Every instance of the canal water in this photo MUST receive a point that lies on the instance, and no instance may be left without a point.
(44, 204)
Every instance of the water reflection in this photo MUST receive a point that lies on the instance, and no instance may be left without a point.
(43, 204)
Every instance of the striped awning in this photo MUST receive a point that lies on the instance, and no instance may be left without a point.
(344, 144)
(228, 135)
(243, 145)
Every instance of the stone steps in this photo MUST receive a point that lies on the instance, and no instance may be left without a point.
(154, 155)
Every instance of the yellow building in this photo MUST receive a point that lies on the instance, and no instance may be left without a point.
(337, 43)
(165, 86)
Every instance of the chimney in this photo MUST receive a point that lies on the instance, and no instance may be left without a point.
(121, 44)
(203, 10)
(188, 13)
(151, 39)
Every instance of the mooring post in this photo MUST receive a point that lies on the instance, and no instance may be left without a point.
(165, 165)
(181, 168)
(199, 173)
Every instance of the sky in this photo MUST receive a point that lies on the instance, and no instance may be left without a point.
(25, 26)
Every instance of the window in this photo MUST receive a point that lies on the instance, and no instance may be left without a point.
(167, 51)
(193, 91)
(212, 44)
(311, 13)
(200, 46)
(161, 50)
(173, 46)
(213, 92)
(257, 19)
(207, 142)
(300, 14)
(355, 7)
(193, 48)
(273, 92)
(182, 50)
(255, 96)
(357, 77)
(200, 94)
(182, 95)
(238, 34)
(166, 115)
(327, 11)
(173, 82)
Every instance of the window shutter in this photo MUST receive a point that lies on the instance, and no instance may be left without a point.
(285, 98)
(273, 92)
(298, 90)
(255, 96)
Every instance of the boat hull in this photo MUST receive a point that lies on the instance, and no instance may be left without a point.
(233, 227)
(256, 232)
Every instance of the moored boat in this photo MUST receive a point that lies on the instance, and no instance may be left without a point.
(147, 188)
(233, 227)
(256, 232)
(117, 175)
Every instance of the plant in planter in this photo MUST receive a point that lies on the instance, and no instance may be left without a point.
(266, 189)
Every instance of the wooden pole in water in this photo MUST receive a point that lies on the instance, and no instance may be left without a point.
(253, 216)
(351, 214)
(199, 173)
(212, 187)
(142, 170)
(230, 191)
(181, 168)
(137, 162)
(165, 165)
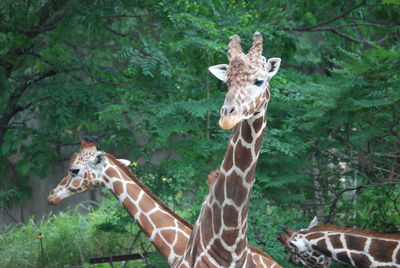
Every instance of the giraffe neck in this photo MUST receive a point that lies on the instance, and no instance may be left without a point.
(357, 248)
(167, 231)
(219, 237)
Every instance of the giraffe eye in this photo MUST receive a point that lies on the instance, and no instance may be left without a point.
(258, 83)
(74, 171)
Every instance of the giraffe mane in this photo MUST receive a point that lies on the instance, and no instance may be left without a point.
(145, 189)
(329, 227)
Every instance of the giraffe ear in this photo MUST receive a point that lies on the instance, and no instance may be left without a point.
(219, 71)
(125, 162)
(98, 160)
(272, 67)
(313, 223)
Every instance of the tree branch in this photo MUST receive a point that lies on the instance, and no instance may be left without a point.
(308, 28)
(357, 188)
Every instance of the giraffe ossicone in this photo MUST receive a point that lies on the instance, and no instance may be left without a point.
(315, 246)
(219, 237)
(90, 168)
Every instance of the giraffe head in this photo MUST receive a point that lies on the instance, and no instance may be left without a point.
(85, 172)
(247, 77)
(300, 251)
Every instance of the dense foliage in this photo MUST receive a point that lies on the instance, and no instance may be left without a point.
(135, 73)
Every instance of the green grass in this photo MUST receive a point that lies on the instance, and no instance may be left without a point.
(73, 237)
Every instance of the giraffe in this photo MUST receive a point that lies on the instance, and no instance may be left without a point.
(219, 237)
(358, 248)
(91, 168)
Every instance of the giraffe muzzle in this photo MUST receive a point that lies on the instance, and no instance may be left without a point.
(53, 200)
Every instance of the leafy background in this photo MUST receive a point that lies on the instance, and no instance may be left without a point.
(128, 70)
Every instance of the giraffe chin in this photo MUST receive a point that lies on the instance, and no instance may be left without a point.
(228, 122)
(54, 200)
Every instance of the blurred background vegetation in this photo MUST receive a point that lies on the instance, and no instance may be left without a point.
(127, 70)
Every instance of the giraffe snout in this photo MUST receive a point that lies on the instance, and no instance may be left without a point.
(53, 199)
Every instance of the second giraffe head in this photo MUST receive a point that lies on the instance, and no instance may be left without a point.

· · ·

## Action item
Could the data above be returned in full, exactly, with every image left out?

## Task answer
Every instance of the canal water in this photo MUST receive a point that lies on the instance, and no instance may be left without a point.
(44, 204)
Every instance of the water reflection in this photo MUST receive a point that lies on the instance, and no instance may be left without a point.
(43, 204)
Every instance of the striped awning in this photo MUST receive a point that lies on the instance, and no instance may be left without a point.
(344, 144)
(228, 135)
(243, 145)
Every instance of the stone steps in this photo MUST receive a point that lies on the instance, and no instance may be left without a point.
(154, 155)
Every instance of the yellow building in this photo MUST receive a point that lies on the instance, and no instance may be left without a point.
(337, 43)
(165, 86)
Every instance of the chimney in this photo MUST receive a point that lies on the instance, and no instance may be left without a point.
(121, 44)
(203, 10)
(188, 13)
(151, 39)
Every instance of the mooring post in this photo MUST receive a point that lies on the instance, and no instance may be left without a point.
(165, 165)
(181, 168)
(199, 173)
Every instance of the sky in this photo MUST receive a point that lies on the instance, and no instance may be left without a point.
(25, 26)
Every instance of the window in this photo MUST receive a point that lies on the instance, and no instance may be left without a point.
(167, 51)
(193, 91)
(212, 44)
(311, 13)
(200, 46)
(161, 50)
(173, 46)
(213, 92)
(257, 19)
(207, 142)
(300, 14)
(355, 7)
(193, 48)
(273, 92)
(182, 50)
(255, 96)
(357, 77)
(200, 94)
(182, 95)
(238, 34)
(166, 115)
(327, 11)
(173, 82)
Every instance of the window shutter in this photo MUST receive a point that lies on the instance, and no instance may be left without a point.
(285, 98)
(273, 92)
(298, 90)
(255, 96)
Every instance of the boat hull in this photo MUST receive a point that lies on the instance, and no instance may be left without a point.
(233, 227)
(256, 232)
Every instance of the moored boat in this photo MUST receive a point that lies on the instance, and no instance may be left without a point.
(147, 188)
(233, 227)
(256, 232)
(117, 175)
Every instance of the plant in planter in this photo MUST receive a point that lies on the instance, and no instance may be left without a point.
(266, 189)
Every instance of the wooden pole in water in this photo MUST receive a point that lies on the instance, and no instance may be left without a point.
(253, 216)
(351, 214)
(199, 173)
(212, 187)
(142, 170)
(230, 191)
(181, 168)
(137, 162)
(165, 165)
Every instance of the giraffe neck in this photo MUST receive a point that lies on the instance, and no instance may be left without a point.
(357, 248)
(167, 231)
(219, 237)
Every instance of the giraffe eye in this photo MUST receive a point that lies on the instance, and no instance may be left without a point.
(258, 83)
(74, 171)
Every instance of the giraffe mane in this photo MUST receive a point that lies on the instance, and no instance may be left without a point.
(145, 189)
(329, 227)
Every instance of the giraffe ear in this photo MUST receive a point that lies on the instance, and no instance may be left without a point.
(219, 71)
(125, 162)
(98, 160)
(272, 67)
(313, 223)
Every instance of the tree branch in this photo MUST receive a point that lies on the instance, and no instance may be left without a point.
(308, 28)
(357, 188)
Every instance of the giraffe ossicone in this photo MUST receive a point that lies on the instance, and no instance may be left without a point.
(315, 246)
(219, 237)
(90, 168)
Every instance of the giraffe head in this photo MUST receive a point that lies on the instance, and no instance may be left without a point.
(85, 172)
(247, 77)
(300, 251)
Every instance of the dense foliage in this photo MUST receive a point that lies on the instance, and no instance may be left without a point.
(135, 73)
Every instance of the green grass in this photo MUST receive a point that lies on the instance, and no instance may be left without a point.
(73, 237)
Every instance of the giraffe in this photo MUST receive a point that lies on the instance, and no instance may be left without a point.
(219, 237)
(358, 248)
(91, 168)
Every instance of the giraffe muzzle in this photo MUST receive a point that lies on the instance, and no instance may be left without a point.
(53, 200)
Every instance of the leafy background in this photo MUST receive a point that lies on the instance, and no instance may be left without a point.
(128, 70)
Every instance of the giraffe chin in this photo MUST receive a point that lies on the instance, and no instance may be left without a point.
(228, 122)
(54, 200)
Every instance of the blurred background vegetation in this photo MUST receive a point that lies on the instance, and no instance may be left without a point.
(127, 70)
Every instance of the giraffe snout in this photo MUST receive a point that lies on the instance, and no instance may be left without a point.
(53, 199)
Every instance of the second giraffe head in this photo MUST receive a point that lies on the instance, and no instance may be left without a point.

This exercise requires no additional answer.